---------- LISTED RECORDS ----------

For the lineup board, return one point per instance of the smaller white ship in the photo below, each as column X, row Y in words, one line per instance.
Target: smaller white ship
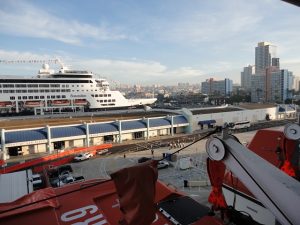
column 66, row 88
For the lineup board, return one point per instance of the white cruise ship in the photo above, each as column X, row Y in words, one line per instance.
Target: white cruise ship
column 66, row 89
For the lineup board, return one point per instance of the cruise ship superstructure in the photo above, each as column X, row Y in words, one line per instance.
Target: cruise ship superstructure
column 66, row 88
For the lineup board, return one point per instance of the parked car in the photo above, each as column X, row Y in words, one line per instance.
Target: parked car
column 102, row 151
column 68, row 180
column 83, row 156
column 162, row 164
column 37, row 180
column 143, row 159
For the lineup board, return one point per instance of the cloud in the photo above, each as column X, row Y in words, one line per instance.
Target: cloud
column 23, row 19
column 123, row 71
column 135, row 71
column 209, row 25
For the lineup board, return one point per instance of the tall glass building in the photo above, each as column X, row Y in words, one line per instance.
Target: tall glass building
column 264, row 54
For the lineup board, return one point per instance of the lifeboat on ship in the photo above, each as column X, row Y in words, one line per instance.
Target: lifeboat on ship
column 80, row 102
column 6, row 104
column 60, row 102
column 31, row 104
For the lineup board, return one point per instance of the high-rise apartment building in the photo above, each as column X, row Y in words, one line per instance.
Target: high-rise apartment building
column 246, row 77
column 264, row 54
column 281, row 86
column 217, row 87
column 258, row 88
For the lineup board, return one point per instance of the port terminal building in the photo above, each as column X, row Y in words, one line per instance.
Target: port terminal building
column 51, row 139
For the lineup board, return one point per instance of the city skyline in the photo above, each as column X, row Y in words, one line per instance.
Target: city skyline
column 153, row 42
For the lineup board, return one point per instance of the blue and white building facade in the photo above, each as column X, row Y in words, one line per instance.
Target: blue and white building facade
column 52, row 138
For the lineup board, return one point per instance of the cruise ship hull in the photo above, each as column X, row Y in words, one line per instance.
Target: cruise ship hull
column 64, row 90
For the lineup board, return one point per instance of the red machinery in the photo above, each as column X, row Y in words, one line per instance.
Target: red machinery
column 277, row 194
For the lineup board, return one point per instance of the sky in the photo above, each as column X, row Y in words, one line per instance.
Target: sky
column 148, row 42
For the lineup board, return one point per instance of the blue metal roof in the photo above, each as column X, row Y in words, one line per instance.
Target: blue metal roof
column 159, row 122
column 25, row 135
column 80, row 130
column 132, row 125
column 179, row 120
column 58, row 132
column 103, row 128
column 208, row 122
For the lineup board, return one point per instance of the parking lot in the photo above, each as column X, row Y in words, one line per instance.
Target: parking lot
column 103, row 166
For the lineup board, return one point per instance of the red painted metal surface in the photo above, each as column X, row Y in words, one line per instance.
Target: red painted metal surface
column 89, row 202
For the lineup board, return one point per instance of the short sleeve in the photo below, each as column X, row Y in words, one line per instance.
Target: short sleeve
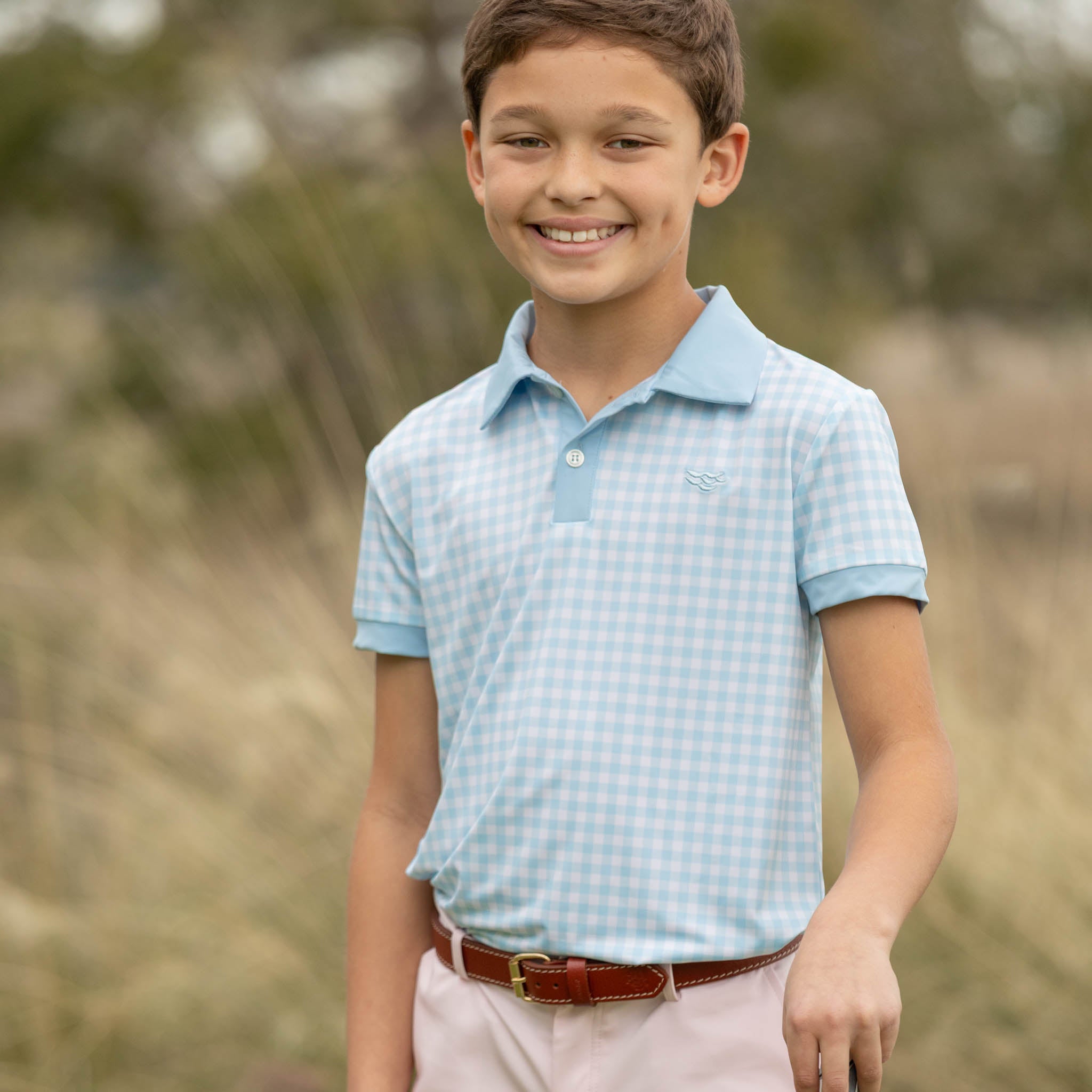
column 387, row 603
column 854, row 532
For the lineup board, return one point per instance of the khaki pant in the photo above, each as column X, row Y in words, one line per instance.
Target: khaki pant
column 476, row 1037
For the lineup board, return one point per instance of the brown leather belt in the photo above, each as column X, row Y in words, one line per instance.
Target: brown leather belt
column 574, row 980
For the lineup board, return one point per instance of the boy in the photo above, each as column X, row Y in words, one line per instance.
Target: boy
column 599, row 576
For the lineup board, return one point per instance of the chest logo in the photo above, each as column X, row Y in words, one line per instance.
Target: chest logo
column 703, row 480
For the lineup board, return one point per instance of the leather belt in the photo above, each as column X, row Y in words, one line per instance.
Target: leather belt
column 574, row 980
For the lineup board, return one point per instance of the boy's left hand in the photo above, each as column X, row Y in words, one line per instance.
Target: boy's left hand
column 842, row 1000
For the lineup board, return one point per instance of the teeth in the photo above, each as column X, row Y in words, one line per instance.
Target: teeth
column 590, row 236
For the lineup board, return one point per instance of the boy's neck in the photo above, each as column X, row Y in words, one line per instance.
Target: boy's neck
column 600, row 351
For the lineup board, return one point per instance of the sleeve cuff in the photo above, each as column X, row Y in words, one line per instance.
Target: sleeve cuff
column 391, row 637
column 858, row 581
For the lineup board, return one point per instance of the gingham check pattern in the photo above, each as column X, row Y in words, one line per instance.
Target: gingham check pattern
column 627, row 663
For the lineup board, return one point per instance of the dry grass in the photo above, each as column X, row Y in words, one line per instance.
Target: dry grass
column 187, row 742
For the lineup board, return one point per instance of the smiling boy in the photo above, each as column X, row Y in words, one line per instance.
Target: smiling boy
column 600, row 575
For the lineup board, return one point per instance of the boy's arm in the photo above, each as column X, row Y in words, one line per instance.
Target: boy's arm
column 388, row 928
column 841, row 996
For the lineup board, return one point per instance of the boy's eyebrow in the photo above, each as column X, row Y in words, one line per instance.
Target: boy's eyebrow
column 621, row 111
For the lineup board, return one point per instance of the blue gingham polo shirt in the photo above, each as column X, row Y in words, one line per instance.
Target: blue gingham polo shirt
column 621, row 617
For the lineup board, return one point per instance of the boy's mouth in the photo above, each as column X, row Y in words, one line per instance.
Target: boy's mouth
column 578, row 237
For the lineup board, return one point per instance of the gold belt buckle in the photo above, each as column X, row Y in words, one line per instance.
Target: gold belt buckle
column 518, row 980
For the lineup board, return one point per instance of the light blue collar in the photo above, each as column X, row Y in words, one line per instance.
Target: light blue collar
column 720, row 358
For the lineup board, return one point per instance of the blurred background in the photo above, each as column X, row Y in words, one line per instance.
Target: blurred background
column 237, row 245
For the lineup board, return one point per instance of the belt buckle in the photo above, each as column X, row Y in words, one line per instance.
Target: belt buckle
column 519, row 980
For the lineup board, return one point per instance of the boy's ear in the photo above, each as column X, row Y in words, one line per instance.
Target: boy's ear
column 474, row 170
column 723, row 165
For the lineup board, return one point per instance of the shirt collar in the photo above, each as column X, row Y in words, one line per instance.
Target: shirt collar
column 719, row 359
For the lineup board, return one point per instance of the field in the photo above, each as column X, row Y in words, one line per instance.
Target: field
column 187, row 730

----------
---------- LISTED RECORDS ----------

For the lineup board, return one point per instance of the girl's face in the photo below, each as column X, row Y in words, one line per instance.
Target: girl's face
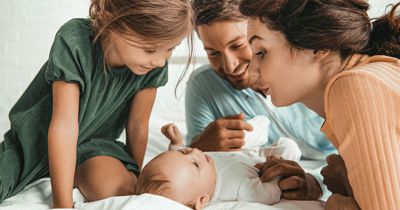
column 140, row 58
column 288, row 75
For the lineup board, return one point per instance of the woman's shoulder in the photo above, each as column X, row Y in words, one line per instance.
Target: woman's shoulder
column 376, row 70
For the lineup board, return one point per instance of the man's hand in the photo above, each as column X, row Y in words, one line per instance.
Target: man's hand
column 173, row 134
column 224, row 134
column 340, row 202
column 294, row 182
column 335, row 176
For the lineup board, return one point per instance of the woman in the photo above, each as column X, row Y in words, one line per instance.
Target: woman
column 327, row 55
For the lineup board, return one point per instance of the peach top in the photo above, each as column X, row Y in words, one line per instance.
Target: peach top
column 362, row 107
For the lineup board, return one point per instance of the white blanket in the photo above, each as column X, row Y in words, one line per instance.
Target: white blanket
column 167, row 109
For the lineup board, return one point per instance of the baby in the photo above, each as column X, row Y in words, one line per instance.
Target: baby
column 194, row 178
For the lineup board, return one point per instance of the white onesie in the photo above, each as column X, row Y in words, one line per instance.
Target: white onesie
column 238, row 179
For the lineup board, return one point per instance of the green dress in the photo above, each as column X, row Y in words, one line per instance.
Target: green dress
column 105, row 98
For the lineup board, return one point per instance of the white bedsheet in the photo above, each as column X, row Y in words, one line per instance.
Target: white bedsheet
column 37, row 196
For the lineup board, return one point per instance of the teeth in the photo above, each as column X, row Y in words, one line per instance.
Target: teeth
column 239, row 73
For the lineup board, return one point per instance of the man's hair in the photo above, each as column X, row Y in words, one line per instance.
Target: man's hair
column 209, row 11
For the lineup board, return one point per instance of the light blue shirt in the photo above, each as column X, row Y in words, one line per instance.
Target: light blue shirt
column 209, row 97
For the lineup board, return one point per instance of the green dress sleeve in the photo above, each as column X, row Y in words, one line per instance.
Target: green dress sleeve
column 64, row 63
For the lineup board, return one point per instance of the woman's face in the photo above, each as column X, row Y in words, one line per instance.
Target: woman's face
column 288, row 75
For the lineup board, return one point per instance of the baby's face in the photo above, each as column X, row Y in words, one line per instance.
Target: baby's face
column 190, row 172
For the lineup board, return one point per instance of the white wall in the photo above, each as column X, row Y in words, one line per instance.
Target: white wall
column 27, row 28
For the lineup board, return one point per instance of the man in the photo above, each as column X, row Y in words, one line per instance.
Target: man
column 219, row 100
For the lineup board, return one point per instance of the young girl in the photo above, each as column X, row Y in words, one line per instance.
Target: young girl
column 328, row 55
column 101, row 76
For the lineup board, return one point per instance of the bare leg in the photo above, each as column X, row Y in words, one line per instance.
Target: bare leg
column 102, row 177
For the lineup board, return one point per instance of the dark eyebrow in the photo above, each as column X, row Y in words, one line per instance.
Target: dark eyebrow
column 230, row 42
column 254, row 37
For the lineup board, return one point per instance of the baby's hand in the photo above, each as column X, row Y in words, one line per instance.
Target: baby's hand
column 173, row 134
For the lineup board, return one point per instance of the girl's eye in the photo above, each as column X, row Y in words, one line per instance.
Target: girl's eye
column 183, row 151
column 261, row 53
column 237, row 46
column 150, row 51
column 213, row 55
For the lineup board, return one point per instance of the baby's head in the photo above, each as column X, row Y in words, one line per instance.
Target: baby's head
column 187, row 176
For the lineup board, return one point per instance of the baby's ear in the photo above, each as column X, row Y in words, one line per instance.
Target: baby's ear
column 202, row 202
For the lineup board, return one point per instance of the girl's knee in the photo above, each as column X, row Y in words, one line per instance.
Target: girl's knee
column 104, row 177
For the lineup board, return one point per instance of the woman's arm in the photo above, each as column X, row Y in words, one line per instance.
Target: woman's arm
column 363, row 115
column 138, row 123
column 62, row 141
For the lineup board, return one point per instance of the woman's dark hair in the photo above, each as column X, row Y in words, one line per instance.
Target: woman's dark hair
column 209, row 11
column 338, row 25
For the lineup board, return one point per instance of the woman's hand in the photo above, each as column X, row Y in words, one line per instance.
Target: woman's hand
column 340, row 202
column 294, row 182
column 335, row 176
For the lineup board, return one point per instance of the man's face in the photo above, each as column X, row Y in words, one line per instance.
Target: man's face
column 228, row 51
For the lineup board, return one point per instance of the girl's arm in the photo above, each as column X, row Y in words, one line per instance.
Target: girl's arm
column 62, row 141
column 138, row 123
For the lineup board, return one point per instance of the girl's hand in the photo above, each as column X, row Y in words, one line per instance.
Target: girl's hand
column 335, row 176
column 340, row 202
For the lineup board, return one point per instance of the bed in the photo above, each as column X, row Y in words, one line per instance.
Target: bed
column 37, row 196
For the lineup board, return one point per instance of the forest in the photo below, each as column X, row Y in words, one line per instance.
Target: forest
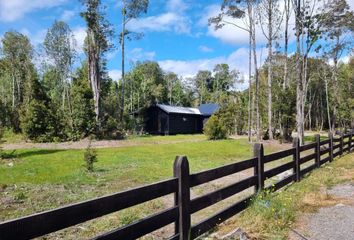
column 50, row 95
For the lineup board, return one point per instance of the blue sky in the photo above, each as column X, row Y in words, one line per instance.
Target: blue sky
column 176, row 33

----------

**TO BE DONE**
Quote verbatim the part of the data that opens with the line containing "of the smiling" and closes with the line containing "column 621, row 617", including both of those lines.

**TASK RESULT**
For the lineup board, return one point per instance of the smiling boy in the photo above, each as column X, row Y in words, one line per instance.
Target: smiling boy
column 600, row 575
For the lineup board, return one point per instance of the boy's arm in the photo above, each as column X, row Y in words, one line per instance.
Target: boy's arm
column 388, row 928
column 841, row 996
For the lineup board, return one point per instance of the boy's eyebrow in the photo above, each as column X, row Y in words, one line per instance.
Target: boy's eyebrow
column 621, row 111
For the lineup board, return one point per instance of the blue gingham polo shirt in the photo above, each as column X, row Y in words, one line per instance.
Target: blue gingham polo shirt
column 621, row 617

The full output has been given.